Work instruction
The data is to be set down once more, exactly as it reads.

Material supplied
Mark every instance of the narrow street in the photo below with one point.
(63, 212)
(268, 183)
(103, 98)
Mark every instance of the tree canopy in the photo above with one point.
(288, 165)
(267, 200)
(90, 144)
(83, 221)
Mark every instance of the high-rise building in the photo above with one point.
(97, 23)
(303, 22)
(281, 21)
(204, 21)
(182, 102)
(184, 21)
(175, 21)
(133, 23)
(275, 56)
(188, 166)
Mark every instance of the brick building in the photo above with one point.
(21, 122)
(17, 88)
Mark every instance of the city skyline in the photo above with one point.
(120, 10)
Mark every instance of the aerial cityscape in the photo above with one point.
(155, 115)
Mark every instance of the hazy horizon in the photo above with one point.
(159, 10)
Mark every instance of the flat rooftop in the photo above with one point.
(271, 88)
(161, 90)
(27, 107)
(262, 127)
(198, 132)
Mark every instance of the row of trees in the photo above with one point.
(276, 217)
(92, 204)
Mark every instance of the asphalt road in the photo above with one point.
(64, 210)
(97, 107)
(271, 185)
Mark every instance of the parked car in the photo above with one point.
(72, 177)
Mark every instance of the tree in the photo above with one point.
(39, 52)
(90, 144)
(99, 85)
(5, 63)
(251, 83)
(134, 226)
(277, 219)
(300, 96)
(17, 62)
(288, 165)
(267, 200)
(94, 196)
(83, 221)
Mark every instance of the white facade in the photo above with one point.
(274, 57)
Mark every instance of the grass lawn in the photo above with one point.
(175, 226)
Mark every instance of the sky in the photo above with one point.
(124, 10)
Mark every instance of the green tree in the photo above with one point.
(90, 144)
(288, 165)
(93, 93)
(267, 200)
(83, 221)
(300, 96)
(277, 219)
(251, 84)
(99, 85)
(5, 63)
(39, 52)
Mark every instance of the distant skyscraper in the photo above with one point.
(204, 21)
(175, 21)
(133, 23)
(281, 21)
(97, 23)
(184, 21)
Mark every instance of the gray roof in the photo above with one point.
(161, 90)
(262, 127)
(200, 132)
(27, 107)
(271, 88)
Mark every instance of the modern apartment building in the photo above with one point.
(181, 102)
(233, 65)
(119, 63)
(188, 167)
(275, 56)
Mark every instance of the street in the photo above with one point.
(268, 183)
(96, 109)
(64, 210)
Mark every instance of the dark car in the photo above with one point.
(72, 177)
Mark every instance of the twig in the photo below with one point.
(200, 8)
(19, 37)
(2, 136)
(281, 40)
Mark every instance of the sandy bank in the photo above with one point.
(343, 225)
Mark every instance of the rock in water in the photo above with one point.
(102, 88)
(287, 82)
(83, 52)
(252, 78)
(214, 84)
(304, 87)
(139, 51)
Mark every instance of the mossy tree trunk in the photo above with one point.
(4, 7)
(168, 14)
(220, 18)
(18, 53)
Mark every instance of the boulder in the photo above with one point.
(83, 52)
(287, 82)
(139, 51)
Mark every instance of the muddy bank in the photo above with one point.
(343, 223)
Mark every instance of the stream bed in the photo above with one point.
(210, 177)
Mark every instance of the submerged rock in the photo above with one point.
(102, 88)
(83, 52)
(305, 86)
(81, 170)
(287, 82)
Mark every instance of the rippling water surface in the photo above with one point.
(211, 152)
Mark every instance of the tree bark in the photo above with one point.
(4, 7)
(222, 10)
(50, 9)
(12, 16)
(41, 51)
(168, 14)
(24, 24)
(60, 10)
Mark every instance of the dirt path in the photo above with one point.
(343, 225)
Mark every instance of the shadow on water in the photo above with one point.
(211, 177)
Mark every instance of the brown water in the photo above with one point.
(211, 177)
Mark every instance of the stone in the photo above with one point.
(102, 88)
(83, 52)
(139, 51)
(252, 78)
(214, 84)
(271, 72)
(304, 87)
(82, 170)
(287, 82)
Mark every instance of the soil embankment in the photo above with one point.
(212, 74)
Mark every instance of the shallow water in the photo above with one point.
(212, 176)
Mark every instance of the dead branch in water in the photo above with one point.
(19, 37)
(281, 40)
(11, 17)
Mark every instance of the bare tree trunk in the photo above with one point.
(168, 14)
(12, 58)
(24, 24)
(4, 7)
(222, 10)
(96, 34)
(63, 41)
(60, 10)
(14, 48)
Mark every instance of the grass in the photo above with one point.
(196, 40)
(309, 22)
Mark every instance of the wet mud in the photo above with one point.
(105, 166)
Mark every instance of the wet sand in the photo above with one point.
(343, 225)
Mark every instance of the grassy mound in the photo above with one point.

Solution below
Mark every instance of the narrow street in the photo below with one point.
(63, 212)
(268, 183)
(103, 98)
Mark every instance of the tree canopy in the photo above with one point.
(288, 165)
(267, 200)
(90, 144)
(83, 221)
Mark every instance of the high-rise building in the photo above with one point.
(97, 23)
(303, 22)
(281, 21)
(204, 21)
(182, 102)
(184, 21)
(175, 21)
(133, 23)
(275, 56)
(188, 166)
Mark every instance of the brick building in the photo above with one point.
(21, 122)
(17, 88)
Mark every instance of the city skyline in the photo above with one point.
(120, 10)
Mark every instance of the aerial cityscape in the photo above with one point.
(155, 115)
Mark every instance of the hazy horizon in the photo above with one point.
(159, 10)
Mark every instance of the flat rooftop in the photo above with one point.
(271, 88)
(161, 90)
(27, 107)
(262, 127)
(198, 132)
Mark every instance of the row of trees in the photo above with one point.
(276, 217)
(92, 204)
Mark every instance of the asphalt road in the photo above with one point.
(64, 210)
(97, 107)
(271, 185)
Mark every instance of the parked car in the photo above with one point.
(72, 177)
Mark every instance of the tree in the photo above with one point.
(39, 52)
(90, 144)
(99, 85)
(5, 63)
(251, 83)
(134, 226)
(277, 219)
(300, 96)
(17, 62)
(288, 165)
(267, 200)
(94, 196)
(83, 221)
Mark every instance of the white facade in the photo above with one point.
(274, 57)
Mark every instance of the grass lawn in the photo above with one point.
(175, 226)
Mark every instance of the sky in the photo above with one point.
(124, 10)
Mark every instance of the green tree in the photo above with one point.
(90, 144)
(288, 165)
(93, 93)
(267, 200)
(83, 221)
(300, 96)
(277, 219)
(251, 84)
(99, 85)
(5, 63)
(39, 52)
Mark every instance of the distant skyscraper in the photo above with one point.
(204, 21)
(175, 21)
(133, 23)
(281, 21)
(97, 23)
(184, 21)
Mark every instance of the gray roof in the photo above with one point.
(161, 90)
(262, 127)
(200, 132)
(27, 107)
(271, 88)
Mark every instance of the modern apartment building in the photo above with one point.
(181, 102)
(233, 65)
(119, 63)
(188, 167)
(275, 56)
Mark every instance of the street in the photo above with one point.
(268, 183)
(96, 109)
(64, 210)
Mark every instance of the dark car in the photo above with one point.
(72, 177)
Mark every instance of the twig in the photo below with one point.
(200, 8)
(19, 37)
(2, 136)
(281, 40)
Mark every instance of the sandy bank in the photo above with one point.
(343, 225)
Mark every instance of the rock in water in the photo above with one point.
(102, 88)
(287, 82)
(83, 52)
(252, 78)
(214, 84)
(304, 87)
(139, 51)
Mark every instance of the mossy tree trunk in the photo above with one point.
(4, 7)
(168, 14)
(220, 18)
(18, 53)
Mark every instance of the boulder in the photo above with one point.
(83, 52)
(287, 82)
(139, 51)
Mark every instance of the muddy bank in the photo above with one point.
(343, 223)
Mark every instance of the stream bed in the photo above with one point.
(210, 177)
Mark every instance of the submerged rock in the photo above with one point.
(102, 88)
(83, 52)
(305, 86)
(81, 170)
(287, 82)
Mark every instance of the rippling water surface in the photo above with one point.
(211, 152)
Mark every instance of the tree bark in the photo above with one point.
(4, 7)
(222, 10)
(50, 9)
(12, 16)
(41, 51)
(168, 14)
(24, 24)
(60, 10)
Mark every instance of the dirt path in the photo above with one point.
(343, 225)
Mark every instance of the shadow on water in the photo above with one point.
(211, 177)
Mark every instance of the brown water in the photo above with one point.
(211, 177)
Mark every instance of the stone in the photo above with one point.
(102, 88)
(83, 52)
(139, 51)
(252, 78)
(214, 84)
(271, 72)
(304, 87)
(82, 170)
(287, 82)
Mark every instance of the soil embankment in the photo above with one point.
(212, 74)
Mark every instance of the shallow water in the photo above with one point.
(212, 176)
Mark every instance of the dead branch in water in the photo above with one point.
(19, 37)
(281, 40)
(11, 17)
Mark every instance of the bare tree trunk in the photo above with one point.
(168, 14)
(12, 58)
(24, 24)
(4, 7)
(222, 10)
(96, 34)
(63, 41)
(60, 10)
(14, 48)
Mark every instance of the grass in the photo above with one point.
(196, 40)
(309, 22)
Mark every instance of the wet mud in the photo above with one point.
(105, 166)
Mark every instance of the wet sand in the photo above with one point.
(343, 225)
Mark every instance of the grassy mound in the photo above with one point.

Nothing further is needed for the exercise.